▸ **Page extract**:
*-*-*
I have never driven a car with an automatic transmission. I don't get it. I learned to drive in a 1940 Chevy. Now that was a car. Sturdy, reliable, plain and simple. They came in one shade of black. I understood what I was taught about the clutch, gears,shift and brake. I do not care to understand further. Besides, being a handy person, I could probably change the clutch in my car if need be. Can't say the same about an automatic. Therefore, in my opinion, automatic transmissions are not practical.
I will never forget when the store delivered our new Bendix front loading washing machine - hummm, 1949?. Very impressive. I loved to watch the water fill up and the suds expand. Also it had two required rinses.
Then, somebody thought up the top loader automatic. So, we got rid of the front loader and got the new kind. We were moving up in the world, we thought. That was until my mother went to use it and discovered it only had one rinse. She thought that shorcoming to be very unsanitary.
My top loader went to washer heaven last year and I went to buy a new one. The appliance salesman told me that top loaders are out and the new fangled front loaders are in. New fangled?
Anyway, he proceeds to tell me about all the latest research which proves front loaders to be far superior to top loaders - and - I only have to spend $758 more for the machine of the twenty-first century that will clean my clothes like nothing I have ever seen. hummm. His explanation was a lot of technical jargan about the drum and its balance, back and forth motions, springs, etc., etc.
*-*-*
▸ **Record set**:

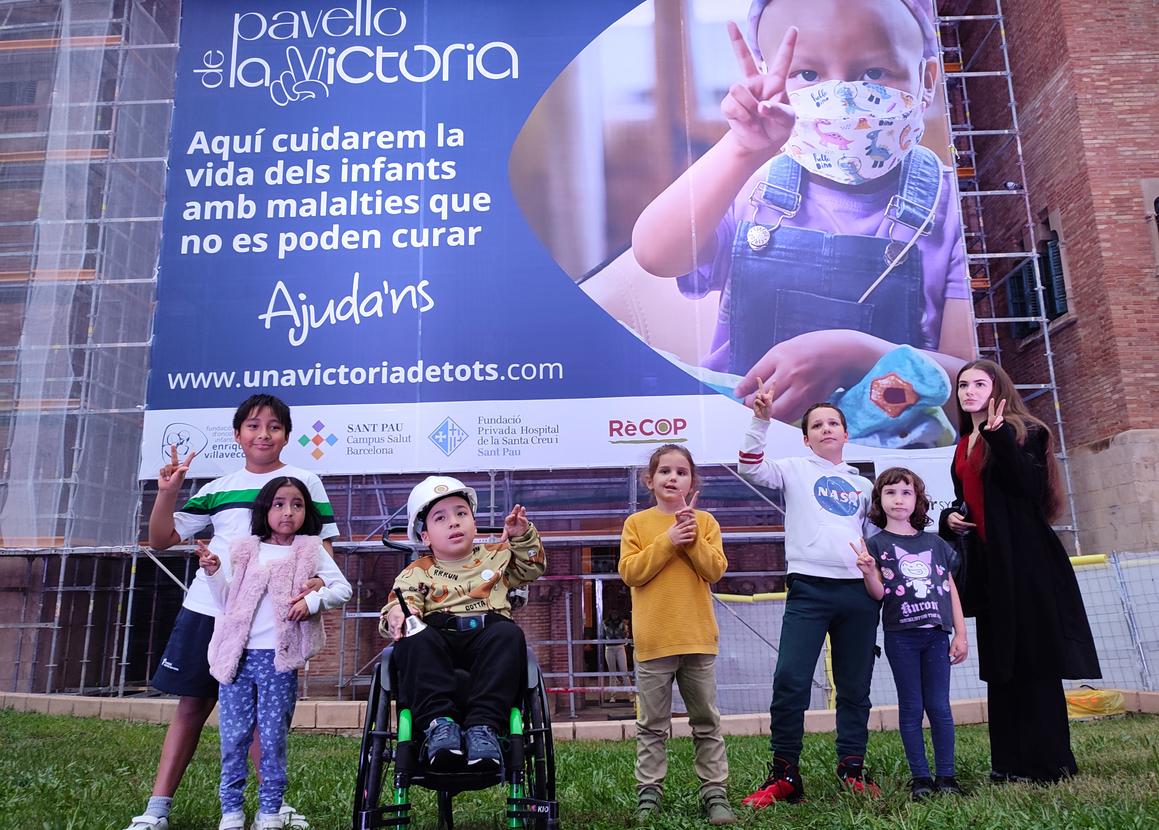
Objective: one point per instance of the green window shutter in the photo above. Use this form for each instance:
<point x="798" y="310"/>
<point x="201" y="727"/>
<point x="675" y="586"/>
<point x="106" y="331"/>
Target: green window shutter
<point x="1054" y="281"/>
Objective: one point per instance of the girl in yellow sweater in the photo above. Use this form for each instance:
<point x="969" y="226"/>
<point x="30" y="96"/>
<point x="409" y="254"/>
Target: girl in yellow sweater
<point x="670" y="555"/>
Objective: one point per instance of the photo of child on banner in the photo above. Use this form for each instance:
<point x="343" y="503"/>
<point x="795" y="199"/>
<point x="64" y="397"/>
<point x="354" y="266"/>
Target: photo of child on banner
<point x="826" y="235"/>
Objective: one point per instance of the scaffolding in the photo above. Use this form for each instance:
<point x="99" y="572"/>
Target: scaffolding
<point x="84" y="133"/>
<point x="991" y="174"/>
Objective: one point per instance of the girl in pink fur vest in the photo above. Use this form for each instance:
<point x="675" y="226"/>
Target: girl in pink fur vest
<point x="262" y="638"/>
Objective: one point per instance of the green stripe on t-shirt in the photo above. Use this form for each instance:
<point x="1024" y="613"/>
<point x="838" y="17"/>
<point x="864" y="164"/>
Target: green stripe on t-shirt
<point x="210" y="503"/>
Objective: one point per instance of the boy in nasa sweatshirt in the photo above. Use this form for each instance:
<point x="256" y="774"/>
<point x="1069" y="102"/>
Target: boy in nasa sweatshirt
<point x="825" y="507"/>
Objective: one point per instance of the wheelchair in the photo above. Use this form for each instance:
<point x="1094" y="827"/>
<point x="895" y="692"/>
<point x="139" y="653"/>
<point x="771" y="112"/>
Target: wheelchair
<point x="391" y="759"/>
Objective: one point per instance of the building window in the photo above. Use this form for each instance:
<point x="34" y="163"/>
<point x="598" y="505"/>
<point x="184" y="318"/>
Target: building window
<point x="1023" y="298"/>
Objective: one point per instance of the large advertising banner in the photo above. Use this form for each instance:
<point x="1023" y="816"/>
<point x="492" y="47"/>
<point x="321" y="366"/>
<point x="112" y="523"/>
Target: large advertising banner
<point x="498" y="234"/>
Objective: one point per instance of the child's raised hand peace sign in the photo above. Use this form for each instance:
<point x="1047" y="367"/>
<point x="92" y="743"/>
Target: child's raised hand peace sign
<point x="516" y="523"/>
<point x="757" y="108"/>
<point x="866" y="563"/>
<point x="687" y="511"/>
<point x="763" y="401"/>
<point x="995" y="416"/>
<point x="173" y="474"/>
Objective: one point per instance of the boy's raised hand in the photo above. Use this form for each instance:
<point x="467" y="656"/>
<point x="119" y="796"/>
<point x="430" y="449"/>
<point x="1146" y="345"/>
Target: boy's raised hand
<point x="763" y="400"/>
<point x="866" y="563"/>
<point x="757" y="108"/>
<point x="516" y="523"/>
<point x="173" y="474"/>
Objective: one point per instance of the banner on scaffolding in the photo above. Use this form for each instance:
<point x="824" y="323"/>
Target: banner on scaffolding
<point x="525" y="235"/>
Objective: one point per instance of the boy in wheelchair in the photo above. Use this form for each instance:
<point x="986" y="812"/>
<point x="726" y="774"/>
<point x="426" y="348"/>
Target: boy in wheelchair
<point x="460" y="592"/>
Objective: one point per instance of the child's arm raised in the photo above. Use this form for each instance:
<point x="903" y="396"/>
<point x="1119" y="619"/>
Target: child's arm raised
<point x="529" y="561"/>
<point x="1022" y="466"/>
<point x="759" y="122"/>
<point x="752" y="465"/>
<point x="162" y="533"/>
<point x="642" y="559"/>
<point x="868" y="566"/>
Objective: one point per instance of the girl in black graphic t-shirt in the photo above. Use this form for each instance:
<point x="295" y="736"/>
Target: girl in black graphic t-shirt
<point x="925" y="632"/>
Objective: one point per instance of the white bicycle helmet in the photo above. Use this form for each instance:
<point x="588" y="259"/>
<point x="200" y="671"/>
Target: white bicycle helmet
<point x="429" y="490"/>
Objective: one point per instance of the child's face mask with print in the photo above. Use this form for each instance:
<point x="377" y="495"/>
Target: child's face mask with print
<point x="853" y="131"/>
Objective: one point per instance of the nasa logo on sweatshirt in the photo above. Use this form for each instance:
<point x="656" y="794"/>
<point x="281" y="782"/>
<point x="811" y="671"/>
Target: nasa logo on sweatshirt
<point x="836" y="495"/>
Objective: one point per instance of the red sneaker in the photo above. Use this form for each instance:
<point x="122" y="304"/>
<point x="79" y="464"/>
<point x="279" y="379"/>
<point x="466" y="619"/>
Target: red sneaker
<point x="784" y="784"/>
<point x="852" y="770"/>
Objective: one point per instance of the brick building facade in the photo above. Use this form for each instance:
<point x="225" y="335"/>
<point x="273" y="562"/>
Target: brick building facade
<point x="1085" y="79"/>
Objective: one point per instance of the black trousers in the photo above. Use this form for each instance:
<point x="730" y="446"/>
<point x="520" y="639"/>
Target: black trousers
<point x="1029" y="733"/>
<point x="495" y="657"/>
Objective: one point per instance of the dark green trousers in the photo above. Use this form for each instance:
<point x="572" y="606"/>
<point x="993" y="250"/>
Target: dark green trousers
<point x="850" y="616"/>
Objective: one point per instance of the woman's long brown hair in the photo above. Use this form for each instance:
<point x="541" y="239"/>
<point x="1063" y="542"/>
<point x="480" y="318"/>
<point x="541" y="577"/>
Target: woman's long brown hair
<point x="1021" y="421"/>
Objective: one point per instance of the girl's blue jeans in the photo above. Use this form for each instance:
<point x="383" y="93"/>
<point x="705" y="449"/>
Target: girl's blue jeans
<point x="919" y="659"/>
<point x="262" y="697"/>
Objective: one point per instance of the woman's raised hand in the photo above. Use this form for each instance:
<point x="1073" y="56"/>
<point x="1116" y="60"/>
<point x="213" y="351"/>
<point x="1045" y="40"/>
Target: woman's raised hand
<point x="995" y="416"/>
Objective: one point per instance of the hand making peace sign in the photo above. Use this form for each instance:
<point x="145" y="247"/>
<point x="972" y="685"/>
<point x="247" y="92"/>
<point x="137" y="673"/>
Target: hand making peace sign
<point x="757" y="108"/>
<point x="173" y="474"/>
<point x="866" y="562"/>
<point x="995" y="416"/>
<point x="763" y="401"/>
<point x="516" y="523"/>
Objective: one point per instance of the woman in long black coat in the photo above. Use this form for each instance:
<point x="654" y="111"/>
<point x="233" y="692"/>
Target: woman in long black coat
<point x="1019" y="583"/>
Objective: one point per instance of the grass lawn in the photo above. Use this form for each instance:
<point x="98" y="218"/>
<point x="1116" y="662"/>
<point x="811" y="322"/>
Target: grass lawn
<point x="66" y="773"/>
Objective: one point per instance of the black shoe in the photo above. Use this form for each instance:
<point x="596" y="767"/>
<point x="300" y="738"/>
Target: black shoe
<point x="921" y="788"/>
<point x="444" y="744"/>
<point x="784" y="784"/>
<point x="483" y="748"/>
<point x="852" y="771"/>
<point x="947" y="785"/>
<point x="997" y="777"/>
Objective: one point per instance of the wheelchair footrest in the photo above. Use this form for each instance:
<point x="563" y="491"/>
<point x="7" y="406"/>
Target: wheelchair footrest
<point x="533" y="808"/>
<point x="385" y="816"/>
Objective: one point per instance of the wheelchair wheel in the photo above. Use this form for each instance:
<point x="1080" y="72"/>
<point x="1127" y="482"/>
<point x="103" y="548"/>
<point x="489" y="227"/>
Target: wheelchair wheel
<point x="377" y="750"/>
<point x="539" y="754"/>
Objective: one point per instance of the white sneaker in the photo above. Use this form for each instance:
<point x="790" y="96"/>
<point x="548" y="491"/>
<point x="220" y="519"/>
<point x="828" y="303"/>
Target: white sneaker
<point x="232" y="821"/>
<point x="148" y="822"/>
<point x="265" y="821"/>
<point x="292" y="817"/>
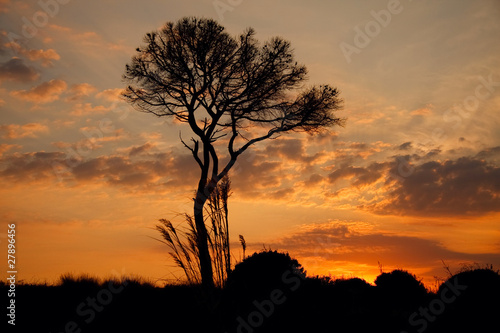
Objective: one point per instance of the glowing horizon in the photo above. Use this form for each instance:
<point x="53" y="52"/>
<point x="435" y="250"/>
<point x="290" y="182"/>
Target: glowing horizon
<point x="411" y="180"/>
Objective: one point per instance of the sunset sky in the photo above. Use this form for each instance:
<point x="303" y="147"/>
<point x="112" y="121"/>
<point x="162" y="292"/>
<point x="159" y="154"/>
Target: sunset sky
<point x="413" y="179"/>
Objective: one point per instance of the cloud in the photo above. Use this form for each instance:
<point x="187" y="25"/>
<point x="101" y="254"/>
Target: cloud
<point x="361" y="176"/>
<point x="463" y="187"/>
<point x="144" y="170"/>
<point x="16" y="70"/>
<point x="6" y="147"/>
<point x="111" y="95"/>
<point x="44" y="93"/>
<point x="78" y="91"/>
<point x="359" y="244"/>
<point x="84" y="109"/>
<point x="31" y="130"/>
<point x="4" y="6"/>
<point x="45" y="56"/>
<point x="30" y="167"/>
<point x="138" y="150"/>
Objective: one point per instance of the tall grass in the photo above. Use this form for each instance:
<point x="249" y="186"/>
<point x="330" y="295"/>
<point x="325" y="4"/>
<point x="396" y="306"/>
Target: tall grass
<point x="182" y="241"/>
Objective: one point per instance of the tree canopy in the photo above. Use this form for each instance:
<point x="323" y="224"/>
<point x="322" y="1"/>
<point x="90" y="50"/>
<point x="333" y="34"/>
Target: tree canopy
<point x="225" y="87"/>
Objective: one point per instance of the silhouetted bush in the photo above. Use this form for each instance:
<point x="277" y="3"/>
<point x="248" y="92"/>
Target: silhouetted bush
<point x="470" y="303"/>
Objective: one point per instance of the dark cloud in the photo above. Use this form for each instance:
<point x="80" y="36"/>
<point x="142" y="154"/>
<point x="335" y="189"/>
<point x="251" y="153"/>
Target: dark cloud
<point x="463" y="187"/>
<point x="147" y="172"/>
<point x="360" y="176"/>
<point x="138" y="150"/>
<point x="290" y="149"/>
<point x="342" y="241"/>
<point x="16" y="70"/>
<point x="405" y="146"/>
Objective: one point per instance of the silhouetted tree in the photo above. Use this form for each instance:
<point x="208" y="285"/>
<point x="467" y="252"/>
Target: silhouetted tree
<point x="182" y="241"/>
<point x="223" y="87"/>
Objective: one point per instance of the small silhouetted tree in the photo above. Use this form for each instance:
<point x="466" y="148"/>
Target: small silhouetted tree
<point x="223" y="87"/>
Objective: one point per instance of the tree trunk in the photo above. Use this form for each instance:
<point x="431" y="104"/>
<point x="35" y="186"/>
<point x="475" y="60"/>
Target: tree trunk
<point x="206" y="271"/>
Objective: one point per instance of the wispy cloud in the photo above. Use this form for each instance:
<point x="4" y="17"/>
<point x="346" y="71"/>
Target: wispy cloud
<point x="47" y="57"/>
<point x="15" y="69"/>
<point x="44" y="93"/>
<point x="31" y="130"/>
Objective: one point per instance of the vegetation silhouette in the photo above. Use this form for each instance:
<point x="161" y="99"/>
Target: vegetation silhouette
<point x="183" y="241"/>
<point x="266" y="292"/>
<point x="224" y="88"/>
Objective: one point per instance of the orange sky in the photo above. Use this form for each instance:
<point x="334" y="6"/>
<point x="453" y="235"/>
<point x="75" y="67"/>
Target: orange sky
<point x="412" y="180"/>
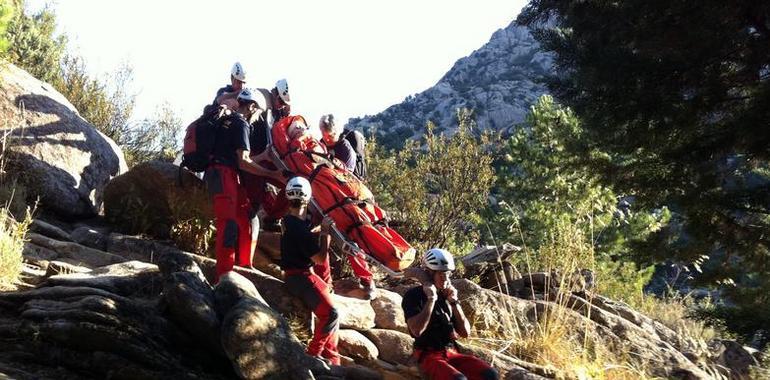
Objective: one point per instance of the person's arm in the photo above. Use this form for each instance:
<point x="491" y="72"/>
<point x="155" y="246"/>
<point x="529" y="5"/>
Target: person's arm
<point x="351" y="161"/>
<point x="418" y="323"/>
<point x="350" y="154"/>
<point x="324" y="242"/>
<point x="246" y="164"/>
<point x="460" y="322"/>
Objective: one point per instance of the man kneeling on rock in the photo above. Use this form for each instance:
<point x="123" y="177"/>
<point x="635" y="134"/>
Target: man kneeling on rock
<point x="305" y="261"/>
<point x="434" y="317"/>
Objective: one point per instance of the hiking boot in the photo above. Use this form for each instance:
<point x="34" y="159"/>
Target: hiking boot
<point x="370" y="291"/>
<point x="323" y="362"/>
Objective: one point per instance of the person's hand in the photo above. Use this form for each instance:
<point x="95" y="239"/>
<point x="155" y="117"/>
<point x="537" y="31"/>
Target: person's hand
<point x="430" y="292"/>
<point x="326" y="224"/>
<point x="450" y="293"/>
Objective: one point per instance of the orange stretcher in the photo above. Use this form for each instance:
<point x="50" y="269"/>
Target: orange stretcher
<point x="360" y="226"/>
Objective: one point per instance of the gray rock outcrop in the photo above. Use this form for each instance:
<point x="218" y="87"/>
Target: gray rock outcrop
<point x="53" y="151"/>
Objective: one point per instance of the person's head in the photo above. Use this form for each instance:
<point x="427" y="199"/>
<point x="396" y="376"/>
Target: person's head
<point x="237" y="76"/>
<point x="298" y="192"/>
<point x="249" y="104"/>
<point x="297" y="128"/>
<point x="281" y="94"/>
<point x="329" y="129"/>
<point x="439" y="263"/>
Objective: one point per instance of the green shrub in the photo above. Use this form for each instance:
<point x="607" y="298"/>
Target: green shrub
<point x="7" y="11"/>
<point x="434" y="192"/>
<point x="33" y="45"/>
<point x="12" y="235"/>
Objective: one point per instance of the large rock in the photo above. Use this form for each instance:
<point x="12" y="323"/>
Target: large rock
*-*-*
▸ **What to do**:
[1] In the washing machine reminiscence, what did the writer's mother consider unsanitary about the new top loader?
[2] Extend the washing machine reminiscence past its last sentence.

▸ **Final results**:
[1] It had only one rinse.

[2]
I bought it. You know why? Because I believed the saleman's pitch that it would clean my clothes better. Why? Becaue it has an automatic two rinses.
Now, dishwashers are a different story. Dishwashers are a necessity of life. You can clean and sanitize many, many things in a dishwasher - many things that you have no other practical way of cleaning without either ruining them or not cleaning them throughly enough.
For example, the fine mesh metal filters on hood vents cannot be cleaned as well by any other method, excepting at the carwash. Just pop them in the dishwasher once a week and they will sparkle and be grease free forever.
I do spring cleaning with the dishwasher, I can - put up - figs, strawberries and okra in the dishwasher, I wash the flower pots, my jewelry, hats, junk found in the neighbor's trash, and the dog bowls - all in the dishwasher.
I think I got off the subject. I'll start a new post. This one is beginning to sound like one that should be signed by Heloise.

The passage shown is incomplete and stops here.